● **TASK**
In the piece below about drawing well, turn the paragraph starting "I'm picking on him" into a short bulleted list that keeps its main points.

● **SELECTED EXTRACT**
▼

However, in spite of the fact that it floods me with memories of a terrible time of my life, I can look at that drawing of mine from 1966 and see that I had pretty good draftsmanship for a ten year old. Yes, I always knew I could draw. Yes, I used to amaze the dim wits in my elementary school that I could draw FREEHAND, especially since I’m a leftie. No, I do not remember deriving any particular satisfaction from the fact that I could draw well.
Which brings me to the Thought Of The Day.
Drawing well is the worst thing that can happen to an artist.
Thomas Kinkade, the so-called Painter of Light, whose over-priced mass-produced “art” hangs on the wall of one in 20 American households, could draw.
I’m picking on him because he is dead and I do not want to call a living artist (oh, honey, I could name names…) banal … but sadly, that’s the trap of being able to draw well. It’s like being born beautiful. Pretty girls don’t have to dig deep to find a personality or an I.Q.; good draftsmen don’t have to dig deep to find their own unique style. Pretty girls and good draw-ers tend to be bo-o-o-o-o-o-o-ring.
Claude Monet couldn’t draw…that’s why he invented impressionism:
Edward Gorey himself said in an interview with the Los Angeles Times, March 2, 1986…
Edward Gory: All his people look the same, he draws them wearing fur coats and in profile so he doesn’t have to bother with clothes or faces, his “settings” are rudimentary…and yet, his work oozes with portent and depth and connotations…
Maira Kalman can’t draw either:
Maira Kalman: Can’t draw a recognizable human figure, doesn’t have a hint of perspective, can’t even draw a believable TREE … but her work is saturated with nuanced color, and humanism, and yes, love.
Maira Kalman and Edward Gorey are two of the most famous, beloved, successful artists around because they had to go beyond draftsmanship and create style.
So, if you can not draw as well as the ten year old me (see above), STOP TRYING. And start looking at what you can do well, what you can do really, really well — color, subject matter,composition, point of view, etc. — and let that be your springboard to make the art that only YOU can do.
Meanwhile, here’s what I did this past week to make my art a little less banal:
I’m working on a memory of a Brazilian garden for my Damn Garden Book. At first, I painted it like this:
But this did not seem true to my memory of it. So I hit upon the idea to represent it more like a true memory:
Yes, I sliced it. (Truth to tell, I sliced it and then painted over bits of it, and then re-constructed it whole for the blog — which is why there are some subject matter discrepancies in the “before” shot, if you know what I mean.) Now the image looks more memory-like and the text will look interesting on the page.

▲

● **RECORD SET**
▼

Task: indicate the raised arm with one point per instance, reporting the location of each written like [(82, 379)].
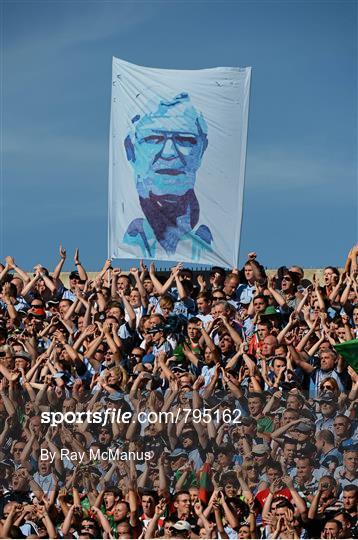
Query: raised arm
[(81, 271)]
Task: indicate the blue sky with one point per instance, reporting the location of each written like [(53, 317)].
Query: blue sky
[(300, 201)]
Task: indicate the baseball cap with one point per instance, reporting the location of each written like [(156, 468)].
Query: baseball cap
[(181, 525), (326, 397), (38, 313), (270, 311), (260, 449), (304, 428), (115, 396), (178, 452), (148, 358), (22, 354)]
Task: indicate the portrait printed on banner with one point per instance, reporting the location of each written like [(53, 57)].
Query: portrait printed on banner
[(165, 148)]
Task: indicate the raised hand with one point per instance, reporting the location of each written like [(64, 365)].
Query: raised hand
[(77, 257), (62, 252), (10, 261)]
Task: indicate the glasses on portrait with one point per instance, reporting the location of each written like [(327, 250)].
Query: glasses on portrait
[(178, 139)]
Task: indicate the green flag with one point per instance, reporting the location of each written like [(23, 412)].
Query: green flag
[(349, 351)]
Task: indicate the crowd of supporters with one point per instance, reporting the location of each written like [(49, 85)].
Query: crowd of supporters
[(262, 439)]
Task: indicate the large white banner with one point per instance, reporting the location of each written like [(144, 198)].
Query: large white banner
[(177, 163)]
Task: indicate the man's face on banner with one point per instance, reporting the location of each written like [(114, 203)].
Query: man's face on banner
[(167, 148)]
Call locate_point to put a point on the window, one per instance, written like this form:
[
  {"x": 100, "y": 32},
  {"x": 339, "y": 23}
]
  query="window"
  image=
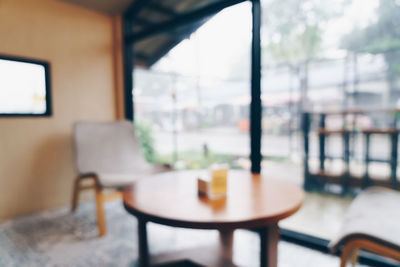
[{"x": 24, "y": 87}]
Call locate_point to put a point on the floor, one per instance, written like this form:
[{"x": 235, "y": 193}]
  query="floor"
[{"x": 59, "y": 238}]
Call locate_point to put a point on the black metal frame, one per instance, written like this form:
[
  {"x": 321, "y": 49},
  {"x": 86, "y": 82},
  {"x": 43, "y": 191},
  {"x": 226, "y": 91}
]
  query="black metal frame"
[
  {"x": 46, "y": 66},
  {"x": 255, "y": 107}
]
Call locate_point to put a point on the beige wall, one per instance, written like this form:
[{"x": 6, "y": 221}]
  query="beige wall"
[{"x": 36, "y": 157}]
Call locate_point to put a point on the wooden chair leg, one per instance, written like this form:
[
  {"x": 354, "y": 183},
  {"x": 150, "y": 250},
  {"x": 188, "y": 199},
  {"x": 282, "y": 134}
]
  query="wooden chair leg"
[
  {"x": 354, "y": 256},
  {"x": 75, "y": 194},
  {"x": 100, "y": 211}
]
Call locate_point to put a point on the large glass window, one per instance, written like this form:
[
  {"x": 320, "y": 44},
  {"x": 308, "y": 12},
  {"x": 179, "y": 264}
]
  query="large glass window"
[{"x": 195, "y": 100}]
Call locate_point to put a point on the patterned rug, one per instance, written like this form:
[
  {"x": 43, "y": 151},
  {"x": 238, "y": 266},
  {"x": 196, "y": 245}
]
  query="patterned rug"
[{"x": 59, "y": 238}]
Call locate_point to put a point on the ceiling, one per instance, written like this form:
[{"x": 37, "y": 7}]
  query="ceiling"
[
  {"x": 110, "y": 7},
  {"x": 152, "y": 12}
]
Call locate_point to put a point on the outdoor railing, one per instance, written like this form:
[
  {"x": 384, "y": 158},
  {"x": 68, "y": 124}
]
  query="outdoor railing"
[{"x": 316, "y": 123}]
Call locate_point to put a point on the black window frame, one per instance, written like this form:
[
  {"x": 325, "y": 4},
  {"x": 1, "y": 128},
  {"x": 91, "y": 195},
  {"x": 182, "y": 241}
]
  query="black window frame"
[{"x": 47, "y": 71}]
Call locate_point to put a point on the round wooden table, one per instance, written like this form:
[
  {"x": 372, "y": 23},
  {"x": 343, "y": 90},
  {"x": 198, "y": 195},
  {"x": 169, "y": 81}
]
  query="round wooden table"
[{"x": 252, "y": 202}]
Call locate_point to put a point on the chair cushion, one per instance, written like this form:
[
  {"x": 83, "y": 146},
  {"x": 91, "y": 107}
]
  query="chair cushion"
[
  {"x": 373, "y": 215},
  {"x": 119, "y": 180}
]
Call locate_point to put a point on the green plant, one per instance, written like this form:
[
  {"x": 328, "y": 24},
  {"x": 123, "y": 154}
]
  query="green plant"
[{"x": 144, "y": 132}]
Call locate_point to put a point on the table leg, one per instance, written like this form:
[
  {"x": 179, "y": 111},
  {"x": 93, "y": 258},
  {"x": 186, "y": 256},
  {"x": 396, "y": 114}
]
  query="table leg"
[
  {"x": 269, "y": 237},
  {"x": 143, "y": 245},
  {"x": 226, "y": 244}
]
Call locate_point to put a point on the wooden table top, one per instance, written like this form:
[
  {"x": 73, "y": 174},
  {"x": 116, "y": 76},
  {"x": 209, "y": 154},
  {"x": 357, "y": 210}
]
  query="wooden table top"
[{"x": 252, "y": 201}]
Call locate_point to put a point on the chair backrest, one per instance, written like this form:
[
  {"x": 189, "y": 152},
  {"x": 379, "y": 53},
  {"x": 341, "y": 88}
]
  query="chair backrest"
[{"x": 107, "y": 147}]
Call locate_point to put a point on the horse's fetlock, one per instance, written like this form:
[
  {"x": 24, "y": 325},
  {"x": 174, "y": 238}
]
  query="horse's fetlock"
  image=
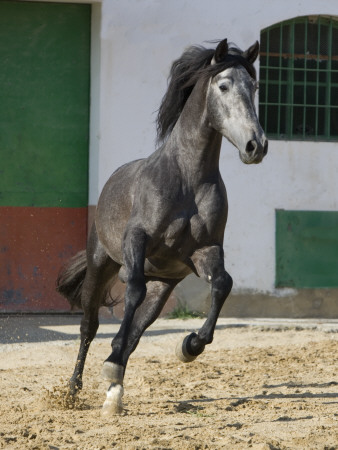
[{"x": 113, "y": 372}]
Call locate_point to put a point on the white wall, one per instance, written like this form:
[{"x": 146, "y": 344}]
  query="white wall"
[{"x": 139, "y": 41}]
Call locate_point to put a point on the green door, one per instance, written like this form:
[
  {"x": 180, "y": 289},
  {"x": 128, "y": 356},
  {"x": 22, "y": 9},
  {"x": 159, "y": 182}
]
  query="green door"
[
  {"x": 44, "y": 123},
  {"x": 307, "y": 249}
]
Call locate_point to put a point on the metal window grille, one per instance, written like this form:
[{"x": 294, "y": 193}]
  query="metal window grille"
[{"x": 298, "y": 95}]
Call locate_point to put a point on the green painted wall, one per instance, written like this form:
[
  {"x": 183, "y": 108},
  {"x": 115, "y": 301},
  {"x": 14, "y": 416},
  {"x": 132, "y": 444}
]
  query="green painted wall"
[
  {"x": 306, "y": 249},
  {"x": 44, "y": 104}
]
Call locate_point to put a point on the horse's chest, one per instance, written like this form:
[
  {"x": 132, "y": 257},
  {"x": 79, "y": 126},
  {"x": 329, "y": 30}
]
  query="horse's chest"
[{"x": 184, "y": 229}]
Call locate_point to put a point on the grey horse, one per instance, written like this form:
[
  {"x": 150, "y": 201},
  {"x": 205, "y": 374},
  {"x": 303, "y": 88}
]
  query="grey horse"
[{"x": 162, "y": 218}]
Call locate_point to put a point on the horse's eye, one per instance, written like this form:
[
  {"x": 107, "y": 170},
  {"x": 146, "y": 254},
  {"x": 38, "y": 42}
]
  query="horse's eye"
[{"x": 223, "y": 87}]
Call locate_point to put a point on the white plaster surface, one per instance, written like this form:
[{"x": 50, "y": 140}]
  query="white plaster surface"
[{"x": 139, "y": 41}]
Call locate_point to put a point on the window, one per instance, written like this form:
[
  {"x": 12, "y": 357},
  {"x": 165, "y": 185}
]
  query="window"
[{"x": 298, "y": 96}]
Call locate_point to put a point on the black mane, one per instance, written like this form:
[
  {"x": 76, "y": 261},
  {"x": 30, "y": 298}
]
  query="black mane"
[{"x": 184, "y": 74}]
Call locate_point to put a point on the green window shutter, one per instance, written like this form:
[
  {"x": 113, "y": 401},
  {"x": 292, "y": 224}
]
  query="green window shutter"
[{"x": 298, "y": 97}]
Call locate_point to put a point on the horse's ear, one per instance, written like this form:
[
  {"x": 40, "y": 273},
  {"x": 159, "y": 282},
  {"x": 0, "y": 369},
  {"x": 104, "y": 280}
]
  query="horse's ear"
[
  {"x": 252, "y": 53},
  {"x": 221, "y": 51}
]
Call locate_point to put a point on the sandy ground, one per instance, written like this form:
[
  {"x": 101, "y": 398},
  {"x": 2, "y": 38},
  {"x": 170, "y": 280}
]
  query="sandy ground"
[{"x": 261, "y": 386}]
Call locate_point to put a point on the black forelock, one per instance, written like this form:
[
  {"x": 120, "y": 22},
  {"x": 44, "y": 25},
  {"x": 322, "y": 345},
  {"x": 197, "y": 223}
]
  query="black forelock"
[{"x": 194, "y": 64}]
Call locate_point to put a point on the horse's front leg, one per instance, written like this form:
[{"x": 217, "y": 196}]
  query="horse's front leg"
[
  {"x": 134, "y": 246},
  {"x": 209, "y": 264}
]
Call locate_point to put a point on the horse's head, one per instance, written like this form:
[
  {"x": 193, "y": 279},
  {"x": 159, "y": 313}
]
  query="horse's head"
[{"x": 230, "y": 102}]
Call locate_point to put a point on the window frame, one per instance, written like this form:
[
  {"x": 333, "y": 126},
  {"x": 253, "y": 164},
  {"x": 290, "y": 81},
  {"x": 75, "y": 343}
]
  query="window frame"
[{"x": 280, "y": 78}]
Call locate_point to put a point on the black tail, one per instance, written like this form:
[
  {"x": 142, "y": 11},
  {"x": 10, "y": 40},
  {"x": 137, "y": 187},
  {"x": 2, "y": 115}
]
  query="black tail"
[{"x": 70, "y": 280}]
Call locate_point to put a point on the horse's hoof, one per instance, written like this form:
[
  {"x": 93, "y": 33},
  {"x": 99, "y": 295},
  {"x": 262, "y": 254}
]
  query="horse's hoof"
[
  {"x": 113, "y": 372},
  {"x": 113, "y": 403},
  {"x": 183, "y": 347}
]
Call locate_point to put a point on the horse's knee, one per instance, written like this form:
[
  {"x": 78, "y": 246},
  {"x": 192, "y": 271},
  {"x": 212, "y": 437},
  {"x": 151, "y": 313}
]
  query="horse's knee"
[
  {"x": 113, "y": 403},
  {"x": 222, "y": 283},
  {"x": 136, "y": 291}
]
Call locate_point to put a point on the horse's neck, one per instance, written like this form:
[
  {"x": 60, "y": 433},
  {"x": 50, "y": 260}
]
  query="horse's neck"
[{"x": 193, "y": 143}]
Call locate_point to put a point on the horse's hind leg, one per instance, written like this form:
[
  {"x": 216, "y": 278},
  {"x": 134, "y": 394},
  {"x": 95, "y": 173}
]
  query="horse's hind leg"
[
  {"x": 209, "y": 263},
  {"x": 100, "y": 269},
  {"x": 158, "y": 293}
]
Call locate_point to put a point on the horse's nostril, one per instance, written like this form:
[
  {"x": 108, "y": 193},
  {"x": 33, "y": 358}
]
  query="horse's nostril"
[
  {"x": 251, "y": 146},
  {"x": 265, "y": 147}
]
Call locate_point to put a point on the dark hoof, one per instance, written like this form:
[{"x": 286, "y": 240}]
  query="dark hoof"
[
  {"x": 74, "y": 387},
  {"x": 185, "y": 351}
]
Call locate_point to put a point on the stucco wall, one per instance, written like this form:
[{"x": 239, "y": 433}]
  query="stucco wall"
[{"x": 139, "y": 40}]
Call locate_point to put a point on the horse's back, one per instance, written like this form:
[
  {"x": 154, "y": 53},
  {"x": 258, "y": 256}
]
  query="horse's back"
[{"x": 114, "y": 207}]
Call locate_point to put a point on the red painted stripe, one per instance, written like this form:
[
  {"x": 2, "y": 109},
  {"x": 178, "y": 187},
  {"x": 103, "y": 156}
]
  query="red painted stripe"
[{"x": 34, "y": 243}]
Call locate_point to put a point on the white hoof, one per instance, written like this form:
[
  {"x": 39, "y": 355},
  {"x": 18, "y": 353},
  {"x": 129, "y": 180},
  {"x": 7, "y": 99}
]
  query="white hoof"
[
  {"x": 113, "y": 372},
  {"x": 113, "y": 403}
]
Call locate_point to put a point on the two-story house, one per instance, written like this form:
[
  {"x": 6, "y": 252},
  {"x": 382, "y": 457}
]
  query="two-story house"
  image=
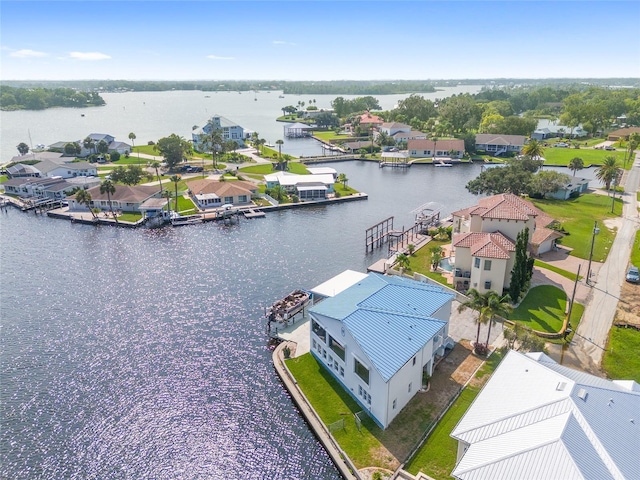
[{"x": 379, "y": 336}]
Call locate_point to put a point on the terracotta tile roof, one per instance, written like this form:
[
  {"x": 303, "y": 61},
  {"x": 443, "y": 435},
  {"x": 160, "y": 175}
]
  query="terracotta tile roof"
[{"x": 486, "y": 245}]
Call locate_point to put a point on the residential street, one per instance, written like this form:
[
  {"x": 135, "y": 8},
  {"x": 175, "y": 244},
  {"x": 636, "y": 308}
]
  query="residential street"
[{"x": 590, "y": 340}]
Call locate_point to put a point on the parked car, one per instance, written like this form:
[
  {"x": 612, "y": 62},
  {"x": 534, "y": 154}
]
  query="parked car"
[{"x": 633, "y": 275}]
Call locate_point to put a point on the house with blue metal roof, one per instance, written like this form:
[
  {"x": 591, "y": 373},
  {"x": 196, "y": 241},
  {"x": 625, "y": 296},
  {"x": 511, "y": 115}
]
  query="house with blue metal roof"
[
  {"x": 378, "y": 336},
  {"x": 536, "y": 419}
]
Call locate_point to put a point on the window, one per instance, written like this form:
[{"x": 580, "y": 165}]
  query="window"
[
  {"x": 336, "y": 347},
  {"x": 361, "y": 371}
]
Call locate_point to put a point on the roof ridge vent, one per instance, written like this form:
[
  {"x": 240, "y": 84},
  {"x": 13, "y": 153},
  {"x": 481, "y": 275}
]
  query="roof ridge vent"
[{"x": 582, "y": 394}]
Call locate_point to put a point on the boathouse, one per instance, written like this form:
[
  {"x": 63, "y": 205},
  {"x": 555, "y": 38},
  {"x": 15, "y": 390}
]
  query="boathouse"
[{"x": 379, "y": 337}]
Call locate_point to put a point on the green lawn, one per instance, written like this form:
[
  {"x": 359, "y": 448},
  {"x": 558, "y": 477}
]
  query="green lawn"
[
  {"x": 542, "y": 309},
  {"x": 553, "y": 268},
  {"x": 333, "y": 403},
  {"x": 562, "y": 156},
  {"x": 266, "y": 168},
  {"x": 577, "y": 216},
  {"x": 437, "y": 456},
  {"x": 621, "y": 360}
]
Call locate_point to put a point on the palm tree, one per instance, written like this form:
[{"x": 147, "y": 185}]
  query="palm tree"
[
  {"x": 497, "y": 306},
  {"x": 156, "y": 164},
  {"x": 83, "y": 197},
  {"x": 279, "y": 143},
  {"x": 176, "y": 179},
  {"x": 477, "y": 302},
  {"x": 576, "y": 164},
  {"x": 109, "y": 188},
  {"x": 132, "y": 137},
  {"x": 533, "y": 149},
  {"x": 608, "y": 171}
]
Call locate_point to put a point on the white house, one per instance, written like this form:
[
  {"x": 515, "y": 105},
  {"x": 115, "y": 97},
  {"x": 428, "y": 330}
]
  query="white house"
[
  {"x": 438, "y": 148},
  {"x": 378, "y": 336},
  {"x": 228, "y": 129},
  {"x": 484, "y": 240},
  {"x": 497, "y": 145},
  {"x": 536, "y": 419}
]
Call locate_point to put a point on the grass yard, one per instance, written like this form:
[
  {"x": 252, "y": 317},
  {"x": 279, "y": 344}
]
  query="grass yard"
[
  {"x": 553, "y": 268},
  {"x": 266, "y": 168},
  {"x": 577, "y": 216},
  {"x": 437, "y": 456},
  {"x": 543, "y": 309},
  {"x": 333, "y": 403},
  {"x": 562, "y": 156},
  {"x": 621, "y": 360}
]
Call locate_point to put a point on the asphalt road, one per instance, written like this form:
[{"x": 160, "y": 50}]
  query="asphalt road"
[{"x": 590, "y": 340}]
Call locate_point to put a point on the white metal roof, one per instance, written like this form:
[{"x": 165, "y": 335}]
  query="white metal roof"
[{"x": 337, "y": 284}]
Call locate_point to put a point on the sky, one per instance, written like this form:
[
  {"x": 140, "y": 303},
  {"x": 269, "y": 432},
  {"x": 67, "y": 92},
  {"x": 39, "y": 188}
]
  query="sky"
[{"x": 318, "y": 40}]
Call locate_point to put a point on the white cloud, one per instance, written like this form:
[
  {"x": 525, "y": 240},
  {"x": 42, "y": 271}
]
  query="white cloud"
[
  {"x": 91, "y": 56},
  {"x": 26, "y": 53},
  {"x": 216, "y": 57}
]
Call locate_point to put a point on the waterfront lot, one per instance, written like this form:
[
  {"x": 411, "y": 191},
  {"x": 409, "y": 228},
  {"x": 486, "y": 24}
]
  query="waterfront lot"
[{"x": 373, "y": 447}]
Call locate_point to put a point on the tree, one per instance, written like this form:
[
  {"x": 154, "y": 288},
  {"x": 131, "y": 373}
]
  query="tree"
[
  {"x": 132, "y": 137},
  {"x": 83, "y": 197},
  {"x": 176, "y": 179},
  {"x": 497, "y": 306},
  {"x": 608, "y": 171},
  {"x": 342, "y": 178},
  {"x": 23, "y": 148},
  {"x": 109, "y": 188},
  {"x": 173, "y": 148},
  {"x": 533, "y": 149},
  {"x": 522, "y": 266},
  {"x": 575, "y": 164}
]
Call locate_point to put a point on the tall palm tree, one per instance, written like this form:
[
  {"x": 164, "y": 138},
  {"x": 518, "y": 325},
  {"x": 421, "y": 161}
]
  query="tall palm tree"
[
  {"x": 83, "y": 197},
  {"x": 608, "y": 171},
  {"x": 109, "y": 188},
  {"x": 497, "y": 306},
  {"x": 132, "y": 137},
  {"x": 533, "y": 149},
  {"x": 176, "y": 179},
  {"x": 576, "y": 164},
  {"x": 156, "y": 164}
]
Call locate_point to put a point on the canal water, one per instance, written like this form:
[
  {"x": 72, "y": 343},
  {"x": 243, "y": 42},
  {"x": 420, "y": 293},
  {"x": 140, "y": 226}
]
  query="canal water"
[{"x": 143, "y": 353}]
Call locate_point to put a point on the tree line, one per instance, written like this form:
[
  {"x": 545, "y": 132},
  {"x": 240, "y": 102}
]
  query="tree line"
[{"x": 40, "y": 98}]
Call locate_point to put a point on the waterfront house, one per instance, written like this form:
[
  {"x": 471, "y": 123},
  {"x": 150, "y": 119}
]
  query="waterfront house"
[
  {"x": 208, "y": 193},
  {"x": 537, "y": 419},
  {"x": 306, "y": 187},
  {"x": 484, "y": 240},
  {"x": 436, "y": 149},
  {"x": 497, "y": 145},
  {"x": 379, "y": 336},
  {"x": 229, "y": 131},
  {"x": 126, "y": 198}
]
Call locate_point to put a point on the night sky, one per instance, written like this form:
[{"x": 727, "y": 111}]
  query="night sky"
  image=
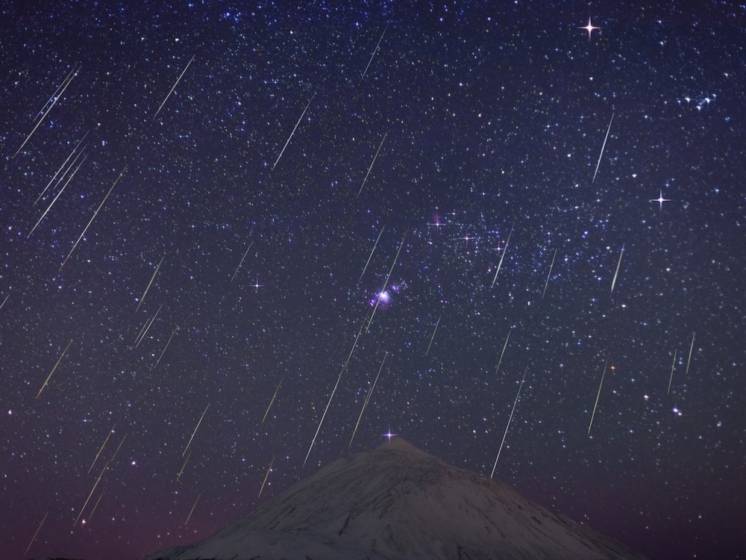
[{"x": 475, "y": 131}]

▲

● **WRITTEN SOLUTION**
- Kinkade is singled out because he is dead, and the writer doesn't want to call a living artist banal.
- Being able to draw well is a trap, much like being born beautiful.
- Pretty girls don't have to dig deep for a personality or an I.Q.; good draftsmen don't have to dig deep for a style of their own.
- Both tend to be boring.